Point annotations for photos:
____

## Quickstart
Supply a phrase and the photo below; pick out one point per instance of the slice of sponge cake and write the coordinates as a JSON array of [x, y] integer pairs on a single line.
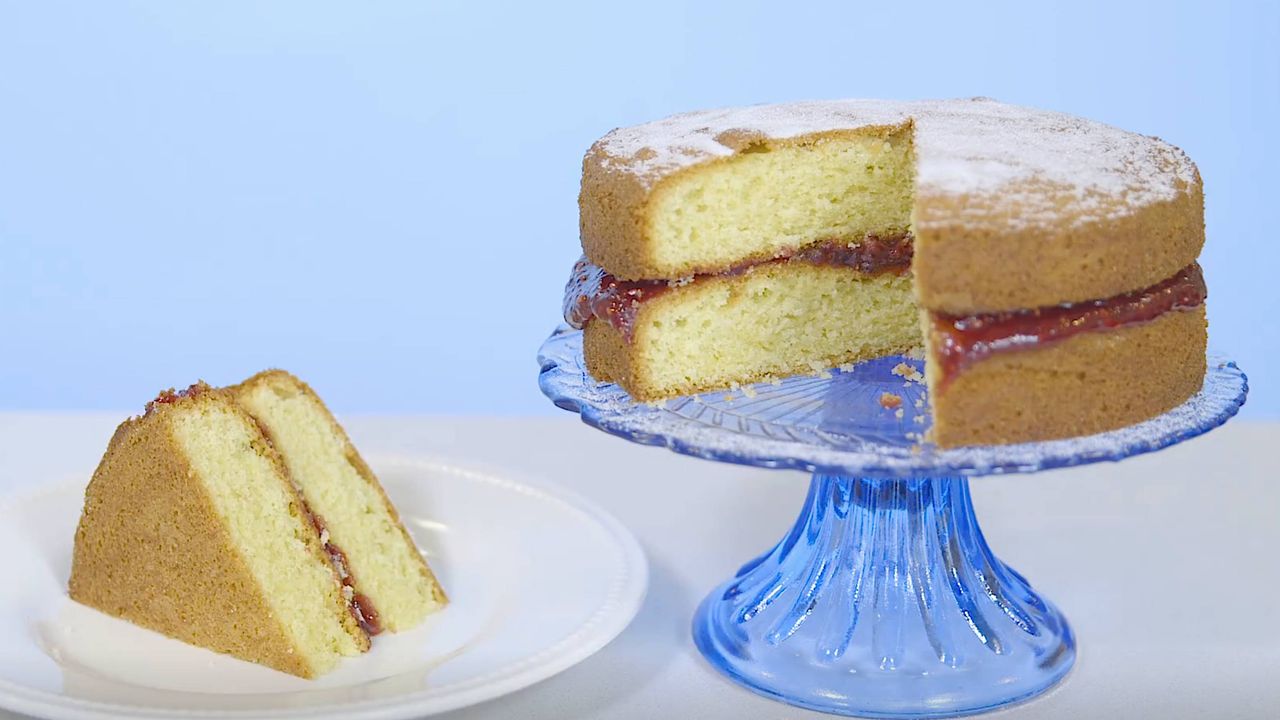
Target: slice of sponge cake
[[391, 584], [192, 528]]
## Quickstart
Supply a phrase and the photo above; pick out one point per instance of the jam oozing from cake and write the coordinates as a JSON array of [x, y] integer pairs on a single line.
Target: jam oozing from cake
[[593, 292], [961, 341], [357, 604]]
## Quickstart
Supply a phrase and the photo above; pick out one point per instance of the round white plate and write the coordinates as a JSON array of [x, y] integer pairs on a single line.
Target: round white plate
[[538, 580]]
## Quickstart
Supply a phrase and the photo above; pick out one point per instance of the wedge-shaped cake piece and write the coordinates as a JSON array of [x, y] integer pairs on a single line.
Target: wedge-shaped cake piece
[[192, 528], [391, 583]]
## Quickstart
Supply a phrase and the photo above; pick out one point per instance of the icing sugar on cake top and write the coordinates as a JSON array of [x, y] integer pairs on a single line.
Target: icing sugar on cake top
[[1043, 165]]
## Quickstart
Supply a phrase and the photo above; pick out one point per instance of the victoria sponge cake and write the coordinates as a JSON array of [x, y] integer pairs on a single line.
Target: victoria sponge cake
[[247, 525], [1046, 264]]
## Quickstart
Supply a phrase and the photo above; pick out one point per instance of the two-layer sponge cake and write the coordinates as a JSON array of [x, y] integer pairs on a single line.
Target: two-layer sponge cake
[[1046, 264], [199, 523], [346, 501]]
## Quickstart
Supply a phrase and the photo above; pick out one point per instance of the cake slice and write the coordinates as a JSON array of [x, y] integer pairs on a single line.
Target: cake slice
[[388, 580], [192, 528]]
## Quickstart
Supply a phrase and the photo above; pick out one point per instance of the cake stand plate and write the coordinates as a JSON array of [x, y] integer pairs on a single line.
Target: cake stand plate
[[885, 598], [538, 579]]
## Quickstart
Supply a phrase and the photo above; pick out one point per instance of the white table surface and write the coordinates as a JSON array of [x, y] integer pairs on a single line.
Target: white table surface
[[1166, 565]]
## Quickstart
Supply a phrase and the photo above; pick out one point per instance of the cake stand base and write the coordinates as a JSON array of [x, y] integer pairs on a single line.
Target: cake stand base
[[885, 601]]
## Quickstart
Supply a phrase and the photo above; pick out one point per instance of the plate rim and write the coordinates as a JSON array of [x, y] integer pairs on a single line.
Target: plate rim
[[625, 598]]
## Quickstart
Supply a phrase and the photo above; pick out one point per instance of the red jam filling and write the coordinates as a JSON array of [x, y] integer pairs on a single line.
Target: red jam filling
[[359, 605], [593, 292], [961, 341]]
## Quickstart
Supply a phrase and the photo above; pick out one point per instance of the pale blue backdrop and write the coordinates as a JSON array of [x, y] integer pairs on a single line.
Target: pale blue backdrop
[[382, 196]]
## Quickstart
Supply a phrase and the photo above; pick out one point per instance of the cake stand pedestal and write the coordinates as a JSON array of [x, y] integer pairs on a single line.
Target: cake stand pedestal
[[883, 600]]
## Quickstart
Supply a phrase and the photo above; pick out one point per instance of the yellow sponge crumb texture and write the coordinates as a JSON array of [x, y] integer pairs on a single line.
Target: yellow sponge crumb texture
[[777, 197], [343, 492], [268, 528], [773, 320]]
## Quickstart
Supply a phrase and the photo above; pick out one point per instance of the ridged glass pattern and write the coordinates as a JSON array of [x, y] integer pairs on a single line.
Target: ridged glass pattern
[[835, 423], [885, 600]]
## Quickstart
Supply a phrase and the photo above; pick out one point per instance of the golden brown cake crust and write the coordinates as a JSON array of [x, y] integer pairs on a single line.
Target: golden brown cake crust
[[150, 548], [1014, 208], [273, 376], [1089, 383]]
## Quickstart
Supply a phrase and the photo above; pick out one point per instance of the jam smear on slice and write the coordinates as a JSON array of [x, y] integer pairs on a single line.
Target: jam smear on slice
[[357, 604], [960, 341], [593, 292]]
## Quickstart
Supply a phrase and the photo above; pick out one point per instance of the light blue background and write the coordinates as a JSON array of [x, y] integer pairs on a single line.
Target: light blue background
[[382, 196]]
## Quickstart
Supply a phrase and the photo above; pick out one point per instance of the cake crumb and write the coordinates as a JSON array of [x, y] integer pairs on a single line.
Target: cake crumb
[[890, 401], [908, 373]]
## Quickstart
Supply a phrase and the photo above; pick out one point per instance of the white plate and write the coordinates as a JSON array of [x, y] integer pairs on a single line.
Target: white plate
[[538, 579]]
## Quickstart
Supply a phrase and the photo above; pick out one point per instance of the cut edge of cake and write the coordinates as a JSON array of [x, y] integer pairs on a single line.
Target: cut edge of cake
[[1045, 240], [388, 575], [192, 528]]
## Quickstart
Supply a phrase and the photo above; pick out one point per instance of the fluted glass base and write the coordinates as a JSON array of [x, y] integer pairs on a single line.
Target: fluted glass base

____

**Goal of the exercise**
Copy all of the records above word for word, leaving the pictures out of your answer.

**Result of the task**
## Quickstart
Supply a phrase and the photo below; pick out one point per instance of the slice of sponge cake and write the coordinates as a JSON array of [x, y] integer pairs on a single line.
Target: slice of sponge cake
[[391, 584], [192, 528]]
## Quickstart
Supply a phrase and the photo above; pick out one point per instance of the jam oozing from cake and write the coordinates as a JSON array of [x, y] integer pairs on a single line.
Target: jam oozing from cake
[[593, 292], [961, 341], [357, 604]]
## Quickstart
Supply a phrase and the photo above; pick out one point per instance of the round white plate and write the coordinates as a JSON array of [x, y] integer pairs on a single line.
Target: round white plate
[[538, 580]]
## Quickstart
Supply a phrase and the photo above; pick out one point per instance of the wedge-shaped cake piece and write the coordinates as a JSON array of [x, y] integer pairs on a single line.
Target: wedge-shaped cake piece
[[192, 528], [391, 583]]
## Quickstart
Supply a phrase and the photo above; pick out one point per instance of the icing sugar on cake top and write the coordinates as a JSON array of [x, y] integer pairs on a single line.
Target: icing sugar on cake top
[[1043, 165]]
## Quickstart
Supply a phrase and the photo above; pick out one point per instance of the victoria sponge cake and write the coordinates as a JSON array of [x, y] integer pairs on a single line.
Target: victoria sponge cake
[[247, 525], [1046, 264]]
## Quickstart
Supply a phrase and the photo above; pick out one point per instance of the two-layer sponge cake and write the coordinates as a JSON array of [x, y] integer pairs on a single line.
Target: two-layer sponge cake
[[1046, 264], [199, 523], [346, 501]]
## Quickstart
Supply a phrase and the photo above; pick out one point per instance of the cake slice and write the coordinates as a JSON array of [x, y] integer pairs on a single line.
Target: cake slice
[[388, 580], [192, 528]]
## Quickstart
Supply a phrase and the photo above; pick out one point per instance of the cake stand plate and write the coordinates as a JSON array of [x, y] integer pairs on a single line.
Target: cake stand plate
[[885, 598], [538, 579]]
## Quickstart
Supply a phrase and the photo above; pick out one point per instance of the white table surface and write the coordinates as a JSON array of [x, y] integer pairs on a single line.
Target: white table surface
[[1166, 565]]
## Quickstart
Supply a phrase and the photo above; pick out one point per instance of the cake stand base and write the coordinates as a JSON array of [x, y] integer pairs on a single line.
Target: cake stand base
[[885, 601]]
## Quickstart
Supply a phrase and the photo above; pick out one point per instance of the plate rim and write the coordinates as a JSON array of [x, y] integer pairs on a single line.
Target: plate rim
[[625, 598]]
## Quickstart
Supply a phrase and the photo above; pick out one point per instance of the red jam filling and write the coordinates as a JSON array of [x, y] integer pairs on a single line.
Target: red jam filling
[[359, 605], [593, 292], [961, 341]]
## Quickstart
Supply a phrase and the photo above; pick out one point per instance of the pale blue backdrop and write the coordinates as a JSON array of [x, y] integer pairs on a single line.
Target: pale blue backdrop
[[382, 196]]
## Quickstart
Supply a phrase and the photo above; pick out one point per instance of the cake stand pedestal and write the coordinates as a JSON array of [x, y] integer pairs on a single line.
Target: cake stand pedestal
[[883, 600]]
## Quickstart
Supply a phrase and the photo above; pick out one point per instance of the yellow sponge crumb texture and write the coordinates as a JSON array of [x, y] integer pairs on a single line.
Target: yellow sponge crumb texture
[[777, 197], [343, 492], [268, 528], [773, 320]]
## Quickstart
Supply a phrase and the photo above; pick out one point per instance of the ridged glass pattern and write the coordinates as a JSON array of [x, y] integer pairs on a single line.
Target: ridged glass pattern
[[835, 423], [885, 600]]
## Quickstart
Supply a phrase and the photo above; pick out one point per instance of the golden brown cake crust and write the coordinates as a JSON array of [x, y] integer pairs on a single line.
Target: golden brown cake crust
[[150, 548], [1014, 208], [273, 376], [1089, 383]]
## Quickstart
Supply a phrase and the photo above; pick out one point per instance of the jam smear on slice and write the coordinates as a JSON array of [x, y] integer pairs on a single line.
Target: jam smear on slice
[[357, 604], [960, 341], [593, 292]]
## Quickstart
Supply a phrase and the photo above; pick out one point per instance of the light blue background and write the coordinates as a JSON array of [x, y] integer pairs on a single line.
Target: light blue background
[[382, 196]]
## Quickstart
Supply a phrase and the photo above; pick out one point per instance of the cake crumb and write the coordinates as a JSON array of [x, y] integer pairs on a single line.
Target: cake crumb
[[890, 401], [908, 373]]
## Quickstart
Supply a phrase and the photo above; pick out one point per instance of the white plate and write the coordinates as a JSON array of [x, y] integer pairs on a single line.
Target: white plate
[[538, 579]]
## Quickstart
Supply a phrase and the photo above; pick out one point per instance of the cut edge of cake and write the coordinates as a JSON array of [x, y] integer pairs on a single line.
Target: cut edge of cake
[[1045, 240], [388, 575], [192, 528]]
## Quickstart
Supply a phrase and the photo above; pick out one point per instance of the fluted glass base and write the coordinates as a JSON array of [x, y] integer pairs on a single line.
Target: fluted glass base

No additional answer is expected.